Extract the material from the line containing "Return one point per instance of the green panel" through the final line, inclusive, and copy those lines word for word.

Supplied entries:
--- START ---

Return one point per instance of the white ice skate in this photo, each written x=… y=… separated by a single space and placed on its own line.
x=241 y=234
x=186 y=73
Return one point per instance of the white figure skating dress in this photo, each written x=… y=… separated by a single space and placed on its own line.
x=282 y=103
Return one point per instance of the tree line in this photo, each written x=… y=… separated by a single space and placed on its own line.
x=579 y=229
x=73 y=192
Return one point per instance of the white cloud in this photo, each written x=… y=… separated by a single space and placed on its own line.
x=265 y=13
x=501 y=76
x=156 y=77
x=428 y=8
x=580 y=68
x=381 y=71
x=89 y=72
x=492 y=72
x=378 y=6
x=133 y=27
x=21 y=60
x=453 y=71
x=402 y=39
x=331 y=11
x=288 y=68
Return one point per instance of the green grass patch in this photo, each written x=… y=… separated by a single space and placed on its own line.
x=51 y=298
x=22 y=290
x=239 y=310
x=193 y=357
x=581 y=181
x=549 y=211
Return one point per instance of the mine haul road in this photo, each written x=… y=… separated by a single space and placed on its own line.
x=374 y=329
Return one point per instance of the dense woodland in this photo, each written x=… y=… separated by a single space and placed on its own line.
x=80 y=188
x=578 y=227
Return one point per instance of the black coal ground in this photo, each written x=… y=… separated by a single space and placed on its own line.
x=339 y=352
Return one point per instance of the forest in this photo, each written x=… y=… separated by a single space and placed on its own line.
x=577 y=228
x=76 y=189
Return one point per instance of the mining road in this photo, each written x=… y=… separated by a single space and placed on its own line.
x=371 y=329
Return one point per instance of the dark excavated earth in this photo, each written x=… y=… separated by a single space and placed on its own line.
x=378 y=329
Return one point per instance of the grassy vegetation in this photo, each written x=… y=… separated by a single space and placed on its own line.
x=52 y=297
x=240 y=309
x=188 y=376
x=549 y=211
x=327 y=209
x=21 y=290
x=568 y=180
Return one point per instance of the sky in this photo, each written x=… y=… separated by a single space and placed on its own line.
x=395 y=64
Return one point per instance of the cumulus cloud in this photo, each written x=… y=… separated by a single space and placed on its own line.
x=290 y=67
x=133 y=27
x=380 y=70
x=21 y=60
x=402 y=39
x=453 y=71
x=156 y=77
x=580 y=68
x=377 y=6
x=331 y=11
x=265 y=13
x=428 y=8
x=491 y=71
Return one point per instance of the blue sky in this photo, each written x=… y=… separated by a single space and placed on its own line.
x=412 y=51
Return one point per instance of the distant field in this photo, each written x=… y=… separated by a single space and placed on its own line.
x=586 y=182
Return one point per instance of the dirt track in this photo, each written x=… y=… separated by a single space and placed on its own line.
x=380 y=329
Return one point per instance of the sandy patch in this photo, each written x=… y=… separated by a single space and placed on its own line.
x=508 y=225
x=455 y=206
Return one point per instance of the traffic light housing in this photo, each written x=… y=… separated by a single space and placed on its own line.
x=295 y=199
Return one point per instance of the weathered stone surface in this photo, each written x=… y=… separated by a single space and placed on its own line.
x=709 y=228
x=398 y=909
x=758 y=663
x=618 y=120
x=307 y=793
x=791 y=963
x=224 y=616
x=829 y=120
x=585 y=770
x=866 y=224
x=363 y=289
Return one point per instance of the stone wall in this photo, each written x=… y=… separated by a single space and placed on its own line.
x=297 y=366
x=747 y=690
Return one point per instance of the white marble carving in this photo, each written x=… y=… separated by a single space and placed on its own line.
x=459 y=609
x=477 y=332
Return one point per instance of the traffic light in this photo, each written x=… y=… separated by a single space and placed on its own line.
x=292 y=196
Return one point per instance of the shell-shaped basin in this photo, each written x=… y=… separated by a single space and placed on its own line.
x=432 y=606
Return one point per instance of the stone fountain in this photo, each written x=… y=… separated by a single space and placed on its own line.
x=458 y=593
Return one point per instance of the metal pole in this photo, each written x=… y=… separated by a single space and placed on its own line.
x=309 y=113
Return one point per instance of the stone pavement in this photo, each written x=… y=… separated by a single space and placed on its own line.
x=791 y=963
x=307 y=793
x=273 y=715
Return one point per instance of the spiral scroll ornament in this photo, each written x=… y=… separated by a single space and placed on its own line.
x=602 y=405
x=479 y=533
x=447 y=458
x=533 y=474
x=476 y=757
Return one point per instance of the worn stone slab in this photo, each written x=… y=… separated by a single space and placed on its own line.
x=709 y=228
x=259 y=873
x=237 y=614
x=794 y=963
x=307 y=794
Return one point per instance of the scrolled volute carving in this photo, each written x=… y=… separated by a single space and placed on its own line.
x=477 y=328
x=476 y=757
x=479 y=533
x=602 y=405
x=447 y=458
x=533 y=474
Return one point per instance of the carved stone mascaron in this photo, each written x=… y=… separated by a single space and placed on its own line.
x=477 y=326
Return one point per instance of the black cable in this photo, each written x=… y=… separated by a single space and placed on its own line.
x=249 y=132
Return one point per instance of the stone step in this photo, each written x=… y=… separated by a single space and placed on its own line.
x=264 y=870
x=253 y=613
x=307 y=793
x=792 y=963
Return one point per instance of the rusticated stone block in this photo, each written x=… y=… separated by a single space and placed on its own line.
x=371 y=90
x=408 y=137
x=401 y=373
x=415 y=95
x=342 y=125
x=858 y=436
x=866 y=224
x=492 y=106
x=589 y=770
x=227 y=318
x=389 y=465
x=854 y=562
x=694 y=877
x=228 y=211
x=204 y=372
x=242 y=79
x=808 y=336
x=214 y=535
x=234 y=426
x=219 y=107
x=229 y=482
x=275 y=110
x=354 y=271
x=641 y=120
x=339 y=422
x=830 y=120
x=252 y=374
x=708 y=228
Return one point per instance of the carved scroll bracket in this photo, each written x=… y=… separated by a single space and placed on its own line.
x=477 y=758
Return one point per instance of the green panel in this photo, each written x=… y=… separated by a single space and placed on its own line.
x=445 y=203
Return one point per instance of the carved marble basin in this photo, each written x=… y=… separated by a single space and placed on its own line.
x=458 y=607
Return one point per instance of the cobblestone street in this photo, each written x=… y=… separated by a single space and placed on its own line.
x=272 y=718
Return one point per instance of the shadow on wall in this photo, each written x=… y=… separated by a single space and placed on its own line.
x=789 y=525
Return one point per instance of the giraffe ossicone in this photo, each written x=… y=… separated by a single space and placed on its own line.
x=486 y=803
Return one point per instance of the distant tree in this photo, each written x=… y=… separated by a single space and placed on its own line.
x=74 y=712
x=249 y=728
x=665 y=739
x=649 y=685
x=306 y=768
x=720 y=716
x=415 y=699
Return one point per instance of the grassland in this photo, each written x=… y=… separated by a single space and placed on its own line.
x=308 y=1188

--- END ---

Written answer:
Return one point per instance of the green panel in this photo, each written x=… y=… separated by a single space and placed on its own line.
x=445 y=203
Return one point per instance of the carved marble basin in this photo, each written x=… y=… separated by a single space and placed on its own line.
x=458 y=607
Return one point per instance of the cobblestone street in this photo, each written x=… y=… separated by a single space and placed on its own line.
x=272 y=718
Return one point per instance of the shadow on wall in this photo, each written x=… y=… separated by a single space and placed on its own line.
x=789 y=525
Return one point per instance of the giraffe ossicone in this photo, each written x=… y=… separated by a single space and placed on its own line.
x=486 y=803
Return one point per instance of the distant tree in this photo, each written x=… y=… separated by a single space and placed on its own line.
x=74 y=712
x=249 y=728
x=665 y=739
x=649 y=685
x=306 y=768
x=720 y=716
x=415 y=699
Return one point per instance of the grassland in this photo, each written x=… y=… separated by a single space and placed on its own line.
x=308 y=1188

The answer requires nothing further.